Insgesamt ist der Studie zufolge die Zahl der Opioidverschreibungen im Zusammenhang mit Operationen von 2016 bis Ende 2022 um 36 Prozent zurückgegangen. Gleichzeitig ist die durchschnittliche Menge an Opioiden in diesen Verschreibungen um 46 Prozent gesunken. Die Ergebnisse beruhen auf einer Querschnittsanalyse der Daten aus der IQVIA Longitudinal Prescription Datenbank, welche 92 Prozent der in US-Einzelhandelsapotheken ausgegebenen Rezepte erfasst.

Im Vergleich zu Anfang 2016 seien operierten Patienten in den USA Ende 2022 insgesamt 66 Prozent weniger Opioide verschrieben worden, wie das verantwortliche Studienteam der Universität Michigan berechnete. Allerdings sei der Rückgang vor der Pandemie viel schneller gewesen, berichten die Forscher nach einem Vergleich der chirurgischen Opioidmuster vor und nach 2020. Dies gelte selbst dann, wenn man die ungewöhnlichen Umstände im Frühjahr 2020 berücksichtige, als die meisten elektiven Operationen vorübergehend eingestellt wurden, um Krankenhauskapazitäten für COVID-19-Patienten freizumachen und eine unnötige Belastung durch das SARS-CoV-2-Virus zu vermeiden.

Trotz des allgemeinen Rückgangs erhielten amerikanische OP-Patienten Ende 2022 nach ihren Operationen im Durchschnitt immer noch das Äquivalent von 44 Tabletten á fünf Milligramm Hydrocodon aus der Apotheke. Das ist weit mehr als die Patienten für die meisten Eingriffe benötigen.

Unterschiede nach Fachbereich

Die Forscher stellten außerdem fest, dass einige Chirurgen die Menge der an Patienten abgegebenen Opioide stärker reduziert haben als andere. So war der Rückgang in der Herz-Thorax-Chirurgie und der Augenheilkunde besonders groß. Orthopädische Chirurgen sind den Daten zufolge nach wie vor für mehr als die Hälfte aller im Zusammenhang mit einer Operation verschriebenen Opioide verantwortlich, die an amerikanische Patienten abgegeben werden, auch wenn die Zahl und der Umfang der von ihren Patienten verschriebenen Medikamente zurückgegangen sind.

※

→ **Ihre Aufgabe**: Geben Sie aus dem Textauszug über Opioidverschreibungen nach Operationen den Abschnitt von „Trotz des allgemeinen“ bis „meisten Eingriffe benötigen.“ wortgetreu aus. Verwenden Sie nur den Textauszug.

→ **Angezeigte Einträge**:
※

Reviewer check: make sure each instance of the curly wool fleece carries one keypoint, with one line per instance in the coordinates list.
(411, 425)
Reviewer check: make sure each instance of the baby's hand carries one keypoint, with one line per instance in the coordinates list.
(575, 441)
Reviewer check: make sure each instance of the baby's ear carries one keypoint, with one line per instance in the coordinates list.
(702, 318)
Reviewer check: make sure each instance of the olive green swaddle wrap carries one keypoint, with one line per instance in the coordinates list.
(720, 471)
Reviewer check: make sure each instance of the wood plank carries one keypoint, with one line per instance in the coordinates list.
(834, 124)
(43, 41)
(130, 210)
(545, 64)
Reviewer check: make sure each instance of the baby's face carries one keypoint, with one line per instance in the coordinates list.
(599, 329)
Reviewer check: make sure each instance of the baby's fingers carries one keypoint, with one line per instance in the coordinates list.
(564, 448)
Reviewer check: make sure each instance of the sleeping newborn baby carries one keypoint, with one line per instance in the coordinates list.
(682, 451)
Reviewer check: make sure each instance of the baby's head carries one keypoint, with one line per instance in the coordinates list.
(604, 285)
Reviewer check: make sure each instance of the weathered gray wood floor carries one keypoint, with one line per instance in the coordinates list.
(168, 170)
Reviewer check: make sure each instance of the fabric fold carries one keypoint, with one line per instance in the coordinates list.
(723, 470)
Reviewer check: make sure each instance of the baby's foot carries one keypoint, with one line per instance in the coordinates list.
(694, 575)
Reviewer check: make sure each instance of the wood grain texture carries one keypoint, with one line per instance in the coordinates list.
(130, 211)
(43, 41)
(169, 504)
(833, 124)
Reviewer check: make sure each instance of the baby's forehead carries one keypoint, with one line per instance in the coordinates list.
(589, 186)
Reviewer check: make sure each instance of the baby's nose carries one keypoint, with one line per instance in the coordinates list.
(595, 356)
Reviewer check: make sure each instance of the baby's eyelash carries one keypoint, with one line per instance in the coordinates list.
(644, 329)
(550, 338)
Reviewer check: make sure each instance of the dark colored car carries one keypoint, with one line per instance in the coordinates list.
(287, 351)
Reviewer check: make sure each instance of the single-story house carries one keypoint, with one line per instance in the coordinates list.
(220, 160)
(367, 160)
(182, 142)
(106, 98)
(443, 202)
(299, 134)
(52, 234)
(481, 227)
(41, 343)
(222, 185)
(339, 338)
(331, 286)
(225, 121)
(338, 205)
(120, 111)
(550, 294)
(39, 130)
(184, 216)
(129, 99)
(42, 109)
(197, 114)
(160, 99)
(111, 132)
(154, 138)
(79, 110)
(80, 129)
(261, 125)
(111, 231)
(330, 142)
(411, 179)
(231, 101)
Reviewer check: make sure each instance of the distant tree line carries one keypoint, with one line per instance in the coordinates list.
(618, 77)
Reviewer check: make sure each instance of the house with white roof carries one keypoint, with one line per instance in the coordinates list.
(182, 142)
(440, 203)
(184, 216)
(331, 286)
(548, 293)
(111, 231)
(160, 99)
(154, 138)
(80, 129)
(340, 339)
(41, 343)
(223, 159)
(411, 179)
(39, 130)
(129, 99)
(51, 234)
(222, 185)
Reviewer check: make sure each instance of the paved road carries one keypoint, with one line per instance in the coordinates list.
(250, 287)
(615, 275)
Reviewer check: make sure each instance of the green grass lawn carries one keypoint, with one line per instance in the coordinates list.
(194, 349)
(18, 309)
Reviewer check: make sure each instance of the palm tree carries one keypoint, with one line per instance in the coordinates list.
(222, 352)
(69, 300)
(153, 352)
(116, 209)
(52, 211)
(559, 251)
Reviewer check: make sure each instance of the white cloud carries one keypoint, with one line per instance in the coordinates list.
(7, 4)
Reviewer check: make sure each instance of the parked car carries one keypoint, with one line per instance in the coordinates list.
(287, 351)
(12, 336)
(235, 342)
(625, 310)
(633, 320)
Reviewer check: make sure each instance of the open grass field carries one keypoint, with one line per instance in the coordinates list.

※

→ **Antwortfeld**:
Trotz des allgemeinen Rückgangs erhielten amerikanische OP-Patienten Ende 2022 nach ihren Operationen im Durchschnitt immer noch das Äquivalent von 44 Tabletten á fünf Milligramm Hydrocodon aus der Apotheke. Das ist weit mehr als die Patienten für die meisten Eingriffe benötigen.